**作成するもの**
以下の防災とまちづくりのインタビュー記事を、全文そのまま引用してください。

**本文**
防災とまちづくりについて考えるー加藤孝明先生インタビュー 後編
みなさんこんにちは。都市整備課です。
今回は、前回に引き続き、東京大学の加藤孝明教授へのまちづくりの災害との付き合い方についてのインタビュー記事です。
加藤先生は、都市計画、まちづくり、地域安全システム学の専門家の先生です。都市災害シミュレーションに関する研究を行う一方で、日本各地で自治体とともに、防災を主軸とする総合的な地域づくりの先駆的な取り組みをされております。日本の防災まちづくりの第一人者です。
前編では流域治水の背景や本質について、この後編では、防災施策や行政の姿勢についてお話しいただきました。
それでは本編へどうぞ。
3.防災施設の理想の姿
〇365日活躍する防災施設
■加藤先生:
流域治水を前に進めていくためには、もっと地域に歓迎されるような治水施設というのをスタンダードにしていく必要があると思います。みんなが誘致合戦をするぐらいの施設。貯められる水の量は減るけれども、平時の観光拠点になるとか、歓迎される施設とすれば、単なる犠牲ではなく、誇りを持って水を溜める役割を担うことが可能になります。そういう施策を打ち出していくことがとても大事です。
■中尾さん(オリエンタルコンサルタンツ):
単なる避難施設は普段は使えません。365日使える施設を考える必要があるということですね。流域治水もあくまでも治水だと言ってしまうと、マイナスからゼロでしかない。ゼロをプラスにどう持っていくかが重要ということですね。

**データ抜粋**
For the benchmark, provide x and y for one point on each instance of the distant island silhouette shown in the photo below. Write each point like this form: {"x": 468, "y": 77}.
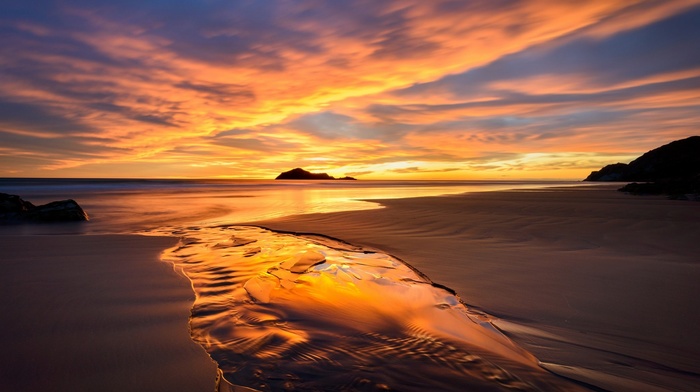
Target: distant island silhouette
{"x": 672, "y": 169}
{"x": 301, "y": 174}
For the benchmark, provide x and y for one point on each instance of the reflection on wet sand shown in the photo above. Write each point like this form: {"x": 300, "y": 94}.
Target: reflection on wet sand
{"x": 286, "y": 312}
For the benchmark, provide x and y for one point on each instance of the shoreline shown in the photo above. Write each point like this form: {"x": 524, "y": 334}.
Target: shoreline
{"x": 552, "y": 265}
{"x": 597, "y": 284}
{"x": 97, "y": 312}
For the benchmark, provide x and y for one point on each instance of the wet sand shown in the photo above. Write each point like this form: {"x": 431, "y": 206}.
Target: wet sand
{"x": 96, "y": 313}
{"x": 600, "y": 286}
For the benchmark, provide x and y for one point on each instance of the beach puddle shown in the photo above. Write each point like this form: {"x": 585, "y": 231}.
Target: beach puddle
{"x": 279, "y": 311}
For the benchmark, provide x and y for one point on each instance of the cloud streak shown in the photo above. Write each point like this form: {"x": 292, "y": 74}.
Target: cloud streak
{"x": 403, "y": 89}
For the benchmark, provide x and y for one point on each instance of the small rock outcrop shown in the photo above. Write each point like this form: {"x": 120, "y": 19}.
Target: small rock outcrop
{"x": 672, "y": 169}
{"x": 15, "y": 210}
{"x": 301, "y": 174}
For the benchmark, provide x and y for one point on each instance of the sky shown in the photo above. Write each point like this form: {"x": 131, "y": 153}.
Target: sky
{"x": 391, "y": 89}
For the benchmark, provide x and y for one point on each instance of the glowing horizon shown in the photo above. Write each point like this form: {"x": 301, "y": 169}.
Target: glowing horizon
{"x": 376, "y": 90}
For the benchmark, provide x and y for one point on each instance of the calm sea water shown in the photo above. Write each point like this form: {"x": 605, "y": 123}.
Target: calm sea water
{"x": 123, "y": 206}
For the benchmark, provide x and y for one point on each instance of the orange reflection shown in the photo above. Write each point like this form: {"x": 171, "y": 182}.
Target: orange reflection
{"x": 279, "y": 311}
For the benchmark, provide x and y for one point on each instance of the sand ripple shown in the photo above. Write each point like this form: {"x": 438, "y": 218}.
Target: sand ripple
{"x": 285, "y": 312}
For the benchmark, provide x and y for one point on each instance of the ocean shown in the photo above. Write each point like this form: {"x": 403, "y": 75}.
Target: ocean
{"x": 134, "y": 205}
{"x": 281, "y": 311}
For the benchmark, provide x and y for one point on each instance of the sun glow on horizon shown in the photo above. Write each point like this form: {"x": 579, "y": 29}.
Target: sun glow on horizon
{"x": 401, "y": 89}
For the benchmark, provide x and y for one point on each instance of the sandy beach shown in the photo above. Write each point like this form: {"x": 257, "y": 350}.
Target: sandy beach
{"x": 599, "y": 285}
{"x": 96, "y": 313}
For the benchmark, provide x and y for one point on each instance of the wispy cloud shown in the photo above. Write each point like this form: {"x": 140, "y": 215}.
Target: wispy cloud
{"x": 394, "y": 88}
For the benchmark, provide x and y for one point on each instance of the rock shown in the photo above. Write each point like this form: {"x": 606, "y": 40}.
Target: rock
{"x": 612, "y": 172}
{"x": 301, "y": 174}
{"x": 672, "y": 169}
{"x": 14, "y": 209}
{"x": 12, "y": 206}
{"x": 677, "y": 160}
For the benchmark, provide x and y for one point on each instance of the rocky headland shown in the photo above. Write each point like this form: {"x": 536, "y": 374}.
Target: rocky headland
{"x": 672, "y": 169}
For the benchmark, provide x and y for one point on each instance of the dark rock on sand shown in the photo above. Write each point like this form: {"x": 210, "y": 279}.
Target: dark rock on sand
{"x": 672, "y": 169}
{"x": 301, "y": 174}
{"x": 14, "y": 209}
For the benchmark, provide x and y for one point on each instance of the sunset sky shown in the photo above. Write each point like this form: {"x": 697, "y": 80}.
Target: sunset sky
{"x": 374, "y": 89}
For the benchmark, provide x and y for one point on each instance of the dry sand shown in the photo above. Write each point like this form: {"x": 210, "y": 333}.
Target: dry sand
{"x": 96, "y": 313}
{"x": 599, "y": 285}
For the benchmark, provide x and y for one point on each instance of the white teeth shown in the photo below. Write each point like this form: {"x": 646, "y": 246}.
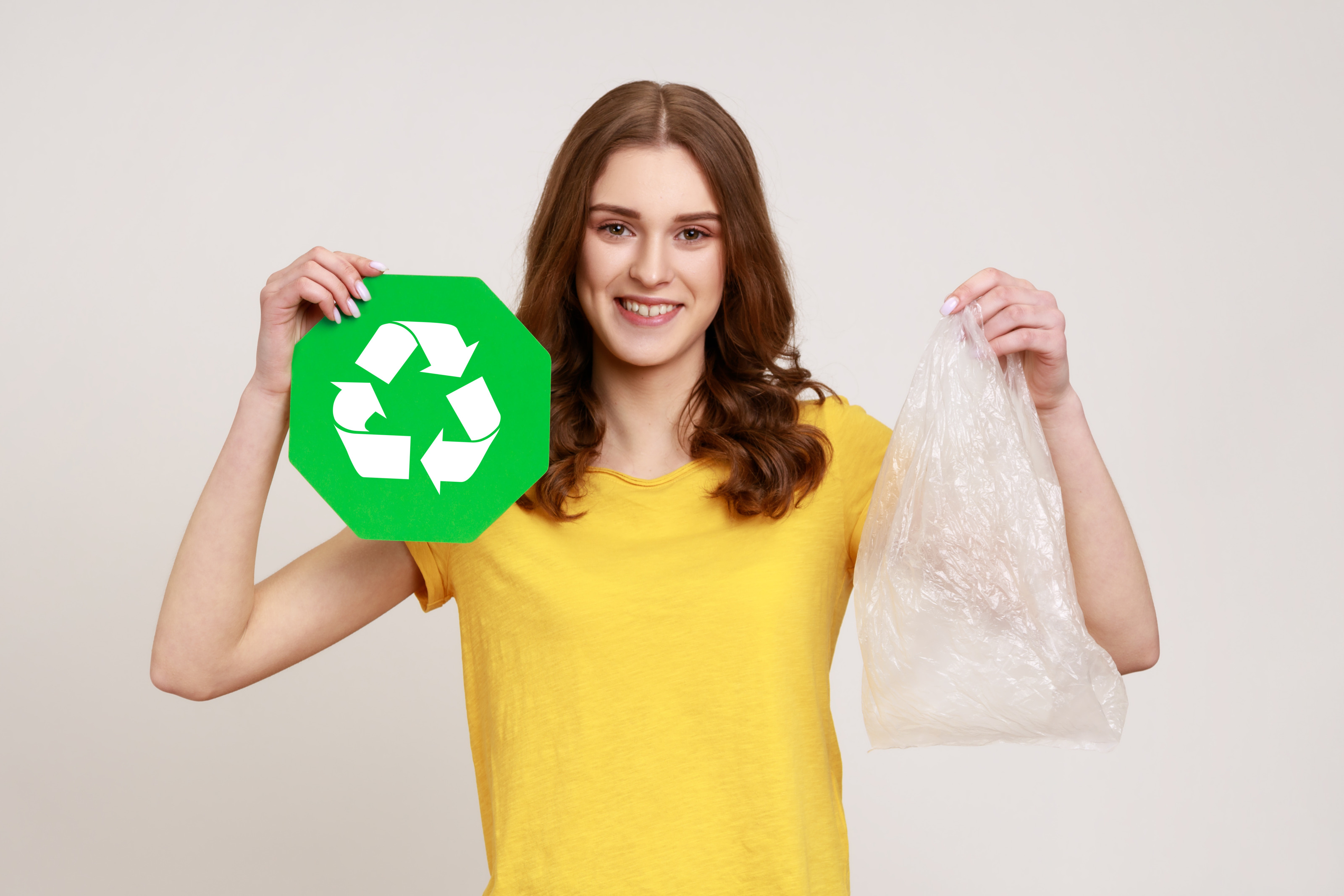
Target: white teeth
{"x": 646, "y": 311}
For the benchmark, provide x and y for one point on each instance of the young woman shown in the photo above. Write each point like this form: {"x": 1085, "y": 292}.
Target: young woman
{"x": 647, "y": 635}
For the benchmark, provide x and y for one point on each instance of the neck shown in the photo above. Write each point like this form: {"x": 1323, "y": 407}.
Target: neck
{"x": 646, "y": 433}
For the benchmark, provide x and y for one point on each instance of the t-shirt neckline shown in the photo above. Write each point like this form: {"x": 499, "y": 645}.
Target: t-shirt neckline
{"x": 663, "y": 480}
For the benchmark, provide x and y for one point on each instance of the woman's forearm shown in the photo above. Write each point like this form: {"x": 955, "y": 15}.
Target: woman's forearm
{"x": 212, "y": 593}
{"x": 1108, "y": 569}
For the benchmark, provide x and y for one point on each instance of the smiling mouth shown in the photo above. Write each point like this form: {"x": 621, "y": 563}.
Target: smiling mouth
{"x": 647, "y": 312}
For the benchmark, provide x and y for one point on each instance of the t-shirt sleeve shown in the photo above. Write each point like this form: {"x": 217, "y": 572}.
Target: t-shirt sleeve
{"x": 432, "y": 561}
{"x": 859, "y": 444}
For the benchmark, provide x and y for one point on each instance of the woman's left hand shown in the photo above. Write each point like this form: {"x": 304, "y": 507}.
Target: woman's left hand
{"x": 1019, "y": 318}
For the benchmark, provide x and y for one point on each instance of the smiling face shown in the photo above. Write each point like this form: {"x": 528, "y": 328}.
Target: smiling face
{"x": 651, "y": 271}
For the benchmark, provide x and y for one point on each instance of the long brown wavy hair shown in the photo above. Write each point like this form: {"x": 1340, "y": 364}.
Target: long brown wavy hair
{"x": 745, "y": 409}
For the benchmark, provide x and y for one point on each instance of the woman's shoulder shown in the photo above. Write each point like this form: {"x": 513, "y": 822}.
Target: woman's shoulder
{"x": 848, "y": 426}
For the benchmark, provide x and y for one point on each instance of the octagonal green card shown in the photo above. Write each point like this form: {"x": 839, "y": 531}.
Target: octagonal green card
{"x": 424, "y": 418}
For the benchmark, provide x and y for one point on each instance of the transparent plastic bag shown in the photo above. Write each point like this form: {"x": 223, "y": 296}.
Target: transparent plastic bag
{"x": 964, "y": 593}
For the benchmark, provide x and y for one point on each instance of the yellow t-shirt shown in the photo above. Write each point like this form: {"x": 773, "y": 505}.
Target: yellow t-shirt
{"x": 648, "y": 688}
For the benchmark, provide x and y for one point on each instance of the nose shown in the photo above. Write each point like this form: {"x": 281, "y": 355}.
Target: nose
{"x": 652, "y": 265}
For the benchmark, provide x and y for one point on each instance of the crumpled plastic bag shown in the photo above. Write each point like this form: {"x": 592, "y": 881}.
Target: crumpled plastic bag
{"x": 964, "y": 593}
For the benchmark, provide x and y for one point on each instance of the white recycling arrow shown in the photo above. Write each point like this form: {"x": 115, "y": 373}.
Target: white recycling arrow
{"x": 454, "y": 461}
{"x": 444, "y": 347}
{"x": 457, "y": 461}
{"x": 394, "y": 343}
{"x": 388, "y": 457}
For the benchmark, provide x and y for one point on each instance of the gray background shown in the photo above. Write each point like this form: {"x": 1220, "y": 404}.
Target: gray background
{"x": 1170, "y": 171}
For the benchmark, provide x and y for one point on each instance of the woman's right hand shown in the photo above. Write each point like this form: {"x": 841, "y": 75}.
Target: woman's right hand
{"x": 319, "y": 284}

**解答**
防災とまちづくりについて考えるー加藤孝明先生インタビュー 後編
みなさんこんにちは。都市整備課です。
今回は、前回に引き続き、東京大学の加藤孝明教授へのまちづくりの災害との付き合い方についてのインタビュー記事です。
加藤先生は、都市計画、まちづくり、地域安全システム学の専門家の先生です。都市災害シミュレーションに関する研究を行う一方で、日本各地で自治体とともに、防災を主軸とする総合的な地域づくりの先駆的な取り組みをされております。日本の防災まちづくりの第一人者です。
前編では流域治水の背景や本質について、この後編では、防災施策や行政の姿勢についてお話しいただきました。
それでは本編へどうぞ。
3.防災施設の理想の姿
〇365日活躍する防災施設
■加藤先生:
流域治水を前に進めていくためには、もっと地域に歓迎されるような治水施設というのをスタンダードにしていく必要があると思います。みんなが誘致合戦をするぐらいの施設。貯められる水の量は減るけれども、平時の観光拠点になるとか、歓迎される施設とすれば、単なる犠牲ではなく、誇りを持って水を溜める役割を担うことが可能になります。そういう施策を打ち出していくことがとても大事です。
■中尾さん(オリエンタルコンサルタンツ):
単なる避難施設は普段は使えません。365日使える施設を考える必要があるということですね。流域治水もあくまでも治水だと言ってしまうと、マイナスからゼロでしかない。ゼロをプラスにどう持っていくかが重要ということですね。